#### SOURCE TEXT
How to Care for Indoor Plants

Gene Sumi
Written by Gene Sumi
Updated September 8, 2016
Indoor plants
Studies suggest that environments with indoor plants are more relaxing and productive, especially for those of us who spend a lot of time inside. (Photo courtesy of Gene Sumi of Homestead Gardens)

From aiding concentration to boosting health and well being, indoor plants really do it all.

In fact, new research further proves indoor plants combat a major, albeit quiet, threat to public health: indoor air pollution. The US Environmental Protection Agency (EPA) cites that indoor air is more polluted than outdoor air. As natural purifiers, indoor plants filter carbon dioxide and chemical pollutants while producing oxygen.

Keep your home cleaner, your air purer and your plants happier with these six tips for growing indoor plants.

1. Invite them in

Many people keep indoor plants outside during summer, but once temperatures start to drop below 50º, it’s time to bring the plants inside! Gradually reacquaint plants with the indoor lifestyle by bringing them inside at night and returning them outdoors during the day. Over the course of two weeks, slowly increase the amount of time that plants spend indoors. Check plants for pests before bringing them inside. 

2. Give them some space

If your plants are looking crowded, they are in need of additional space. Don’t be afraid to replant them in a new pot! Select a pot that is at least two inches larger than your current one and transfer. Use Espoma’s Organic Potting Mix to fill the rest of the container.

#### DATA SUPPLIED
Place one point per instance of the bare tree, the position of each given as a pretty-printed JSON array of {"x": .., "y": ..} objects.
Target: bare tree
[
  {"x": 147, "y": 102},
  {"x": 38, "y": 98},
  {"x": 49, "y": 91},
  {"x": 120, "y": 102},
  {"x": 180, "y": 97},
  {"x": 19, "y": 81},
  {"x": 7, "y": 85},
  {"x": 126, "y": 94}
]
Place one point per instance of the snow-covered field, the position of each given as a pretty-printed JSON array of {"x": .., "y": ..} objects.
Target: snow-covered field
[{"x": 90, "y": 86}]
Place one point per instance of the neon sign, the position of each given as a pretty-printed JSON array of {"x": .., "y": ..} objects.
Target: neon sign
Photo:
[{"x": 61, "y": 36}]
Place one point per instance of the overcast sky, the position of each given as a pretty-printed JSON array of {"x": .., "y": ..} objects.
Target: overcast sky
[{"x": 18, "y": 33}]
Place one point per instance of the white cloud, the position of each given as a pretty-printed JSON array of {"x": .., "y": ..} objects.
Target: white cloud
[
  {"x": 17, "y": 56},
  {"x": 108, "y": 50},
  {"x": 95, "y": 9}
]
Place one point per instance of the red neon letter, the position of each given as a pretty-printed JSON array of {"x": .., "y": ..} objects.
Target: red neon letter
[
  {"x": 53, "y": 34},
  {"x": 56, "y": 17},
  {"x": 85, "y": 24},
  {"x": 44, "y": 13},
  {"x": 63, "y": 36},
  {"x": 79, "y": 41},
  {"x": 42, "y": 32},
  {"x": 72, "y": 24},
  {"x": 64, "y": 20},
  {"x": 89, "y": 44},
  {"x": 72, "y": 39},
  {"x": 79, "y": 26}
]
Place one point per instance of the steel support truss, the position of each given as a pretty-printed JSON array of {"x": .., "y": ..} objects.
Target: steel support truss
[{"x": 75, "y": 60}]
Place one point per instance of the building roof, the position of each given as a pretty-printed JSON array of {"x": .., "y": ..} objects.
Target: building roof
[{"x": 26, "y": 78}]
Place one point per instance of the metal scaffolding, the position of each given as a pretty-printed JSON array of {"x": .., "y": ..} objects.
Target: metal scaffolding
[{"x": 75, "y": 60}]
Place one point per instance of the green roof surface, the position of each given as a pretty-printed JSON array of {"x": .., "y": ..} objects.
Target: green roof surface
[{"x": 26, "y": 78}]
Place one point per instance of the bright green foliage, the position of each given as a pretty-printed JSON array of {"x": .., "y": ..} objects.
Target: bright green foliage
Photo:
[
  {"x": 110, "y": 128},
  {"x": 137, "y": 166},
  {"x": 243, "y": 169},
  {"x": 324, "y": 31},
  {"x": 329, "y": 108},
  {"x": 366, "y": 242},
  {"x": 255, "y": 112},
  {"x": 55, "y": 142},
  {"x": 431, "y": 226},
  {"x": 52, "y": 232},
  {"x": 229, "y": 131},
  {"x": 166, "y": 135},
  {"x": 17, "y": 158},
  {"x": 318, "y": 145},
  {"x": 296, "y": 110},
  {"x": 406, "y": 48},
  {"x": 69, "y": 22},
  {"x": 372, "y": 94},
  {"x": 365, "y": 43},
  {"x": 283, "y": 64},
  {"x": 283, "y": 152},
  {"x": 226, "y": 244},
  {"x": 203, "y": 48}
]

#### WORK REQUEST
Reproduce the portion of the indoor plant care article starting at "From aiding concentration" and ending at "while producing oxygen.".

#### PROBLEM SOLUTION
From aiding concentration to boosting health and well being, indoor plants really do it all.

In fact, new research further proves indoor plants combat a major, albeit quiet, threat to public health: indoor air pollution. The US Environmental Protection Agency (EPA) cites that indoor air is more polluted than outdoor air. As natural purifiers, indoor plants filter carbon dioxide and chemical pollutants while producing oxygen.